((
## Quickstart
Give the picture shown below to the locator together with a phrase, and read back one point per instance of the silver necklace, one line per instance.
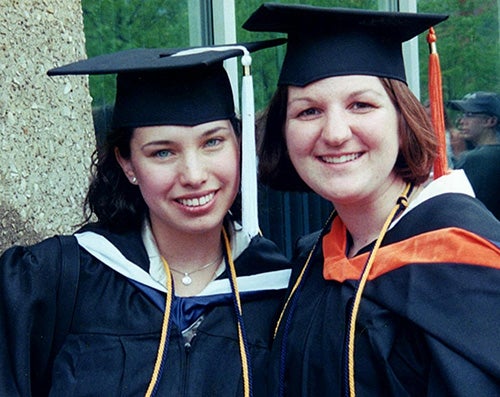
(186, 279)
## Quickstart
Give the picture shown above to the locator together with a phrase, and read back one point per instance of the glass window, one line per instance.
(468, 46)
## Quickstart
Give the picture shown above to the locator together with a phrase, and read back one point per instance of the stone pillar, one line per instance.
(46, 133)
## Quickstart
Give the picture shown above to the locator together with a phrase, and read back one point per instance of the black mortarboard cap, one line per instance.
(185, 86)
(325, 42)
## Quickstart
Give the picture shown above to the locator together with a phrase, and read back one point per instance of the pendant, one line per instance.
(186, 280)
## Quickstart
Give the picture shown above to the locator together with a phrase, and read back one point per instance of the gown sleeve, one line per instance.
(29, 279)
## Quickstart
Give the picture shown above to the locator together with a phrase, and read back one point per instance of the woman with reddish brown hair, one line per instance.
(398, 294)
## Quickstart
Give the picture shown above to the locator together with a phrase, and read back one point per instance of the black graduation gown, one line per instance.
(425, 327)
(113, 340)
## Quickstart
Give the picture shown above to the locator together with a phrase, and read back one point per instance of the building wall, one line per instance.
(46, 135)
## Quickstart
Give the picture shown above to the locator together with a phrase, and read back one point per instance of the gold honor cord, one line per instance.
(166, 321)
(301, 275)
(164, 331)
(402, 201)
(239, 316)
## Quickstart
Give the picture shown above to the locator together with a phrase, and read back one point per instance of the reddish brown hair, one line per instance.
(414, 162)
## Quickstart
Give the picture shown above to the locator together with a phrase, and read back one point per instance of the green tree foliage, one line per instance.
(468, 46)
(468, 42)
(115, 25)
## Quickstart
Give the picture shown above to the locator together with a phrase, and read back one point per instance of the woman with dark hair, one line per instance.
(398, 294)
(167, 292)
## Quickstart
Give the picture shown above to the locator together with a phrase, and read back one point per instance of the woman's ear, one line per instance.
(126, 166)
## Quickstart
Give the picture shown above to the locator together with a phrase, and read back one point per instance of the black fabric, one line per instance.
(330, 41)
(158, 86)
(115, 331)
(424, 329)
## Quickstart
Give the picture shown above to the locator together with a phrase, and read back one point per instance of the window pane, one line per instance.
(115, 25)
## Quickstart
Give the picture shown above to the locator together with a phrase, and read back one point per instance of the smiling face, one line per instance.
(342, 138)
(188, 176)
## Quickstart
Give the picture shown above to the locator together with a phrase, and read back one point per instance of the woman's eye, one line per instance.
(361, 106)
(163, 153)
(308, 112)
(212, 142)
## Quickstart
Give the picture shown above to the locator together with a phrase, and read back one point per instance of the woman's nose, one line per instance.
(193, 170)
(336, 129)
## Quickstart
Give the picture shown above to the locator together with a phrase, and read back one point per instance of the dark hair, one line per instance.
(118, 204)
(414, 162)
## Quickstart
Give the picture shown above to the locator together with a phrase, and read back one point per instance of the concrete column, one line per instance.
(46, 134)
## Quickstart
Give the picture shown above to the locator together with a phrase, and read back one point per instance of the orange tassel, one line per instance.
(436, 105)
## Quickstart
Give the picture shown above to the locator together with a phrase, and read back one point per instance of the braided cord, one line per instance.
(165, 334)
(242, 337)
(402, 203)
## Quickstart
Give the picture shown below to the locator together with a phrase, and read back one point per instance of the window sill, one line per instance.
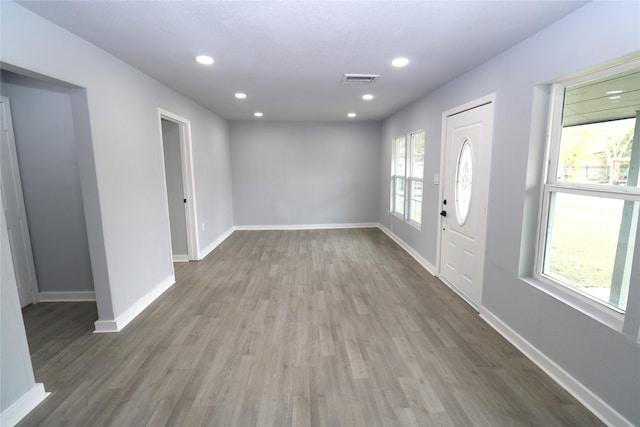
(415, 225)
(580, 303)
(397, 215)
))
• Instructions to follow:
The whole listing above is to be printed exactly; the pictures stay out.

• Problem solution:
## Quickstart
Give the picture shown below to the locator together with a phrase, and read back one point per instance of the silver necklace, one line per instance.
(186, 279)
## Quickstart
Give the picture shown above to the locator together with a phrase, and read back one point per instance of the glass window, one line per instance.
(468, 46)
## Quickstart
Give the picture shown above to the locator together with a phrase, and read back one point per instance of the stone pillar, one line per instance.
(46, 133)
## Quickstart
Give the picture shown above to the locator together with a phrase, and read back one point per instance of the black mortarboard cap, one line per instance.
(185, 86)
(325, 42)
## Quickstart
Give the picture shown above to the locator together with a phrase, and read back one point per instance of the pendant, one line per instance.
(186, 280)
## Quickstart
Give the picture shown above to the locator together with a phrase, and read back one point per instance of the gown sleeve, one line per instance.
(29, 279)
## Quickstart
Give the picture shown above to the locator together with a phrase, and read back one point per instance of the woman with reddish brown hair, one line per instance.
(398, 294)
## Quickstart
Give the picture shown above to the locator together with a phrase, and read back one point per instance of the black graduation gown, one line per instance.
(425, 327)
(113, 340)
## Quickstart
Give the picture shown above to the locator together with a phrase, and read back one point per instance of the building wall, one line per instance.
(46, 135)
## Quickstart
Give the picture shown above to the locator together with a phrase, and read back one point per instance of the gold honor cord, one line per instance.
(166, 321)
(301, 275)
(164, 331)
(402, 201)
(239, 316)
## Quickstart
Give the picture shown above to the locator together with a phrase, and read back one point per instance of the reddish brown hair, one line per instance.
(414, 162)
## Quickstart
Give the picture shown above to the locator together with a phrase, and read back one point per instance of the green tree foliage, one line per instance.
(468, 46)
(468, 42)
(115, 25)
## Quickstart
Give the picture shown above to the locator together with a phrase, and read back one point per instance of the woman with dark hair, one line per instance.
(398, 294)
(167, 292)
## Quickstart
Give the picture shown above to the locator together with a phrase, and read back one point per instance of the woman's ear, one line per instance.
(126, 166)
## Quickstart
Give the picture shown above to the locator together with a phrase, and read back one point per instance of the black fabric, one line per instance.
(330, 41)
(158, 86)
(115, 331)
(424, 329)
## Quickstart
Give the picture shown above to the locator together with a phrase, and read back one point per instance of the window pane, one line per instance.
(115, 25)
## Quickstart
Give the picture shown above to the locator together with a phrase, and read back one point per instance of the smiling face, one line per instance.
(342, 138)
(188, 176)
## Quickstart
Give the picture shown above to the locator together with a phrase, and read back one point per instance of the woman's eye, one line per instance.
(361, 106)
(163, 153)
(308, 112)
(212, 142)
## Quickstart
Give the picture shown above to the locator together with a phrase, and read back one point per instance of the woman's nose, one line per instance.
(193, 170)
(336, 129)
## Quickstart
Give the picture shown above to the locator together with a phrase, and read back one point per instance of the dark hair, one line per instance.
(118, 204)
(414, 162)
## Quickstart
Give the picture shown above to the locator together with a phrase, and read back one point per instance of the concrete column, one line per instance.
(46, 134)
## Quickstart
Give the picture shown above to the locator together with a phrase, and read back one point per instance of the orange tassel, one line per instance.
(436, 105)
## Quickstart
Give the picture shown above to the locator together with a phrase, and read back one point per instance of the braided cord, one line per instance.
(165, 334)
(242, 337)
(402, 203)
## Quickstart
Give the picture shown below to the locator together with a phrase, and read back one point per instance of the window sill, one line per instance.
(415, 225)
(580, 303)
(397, 215)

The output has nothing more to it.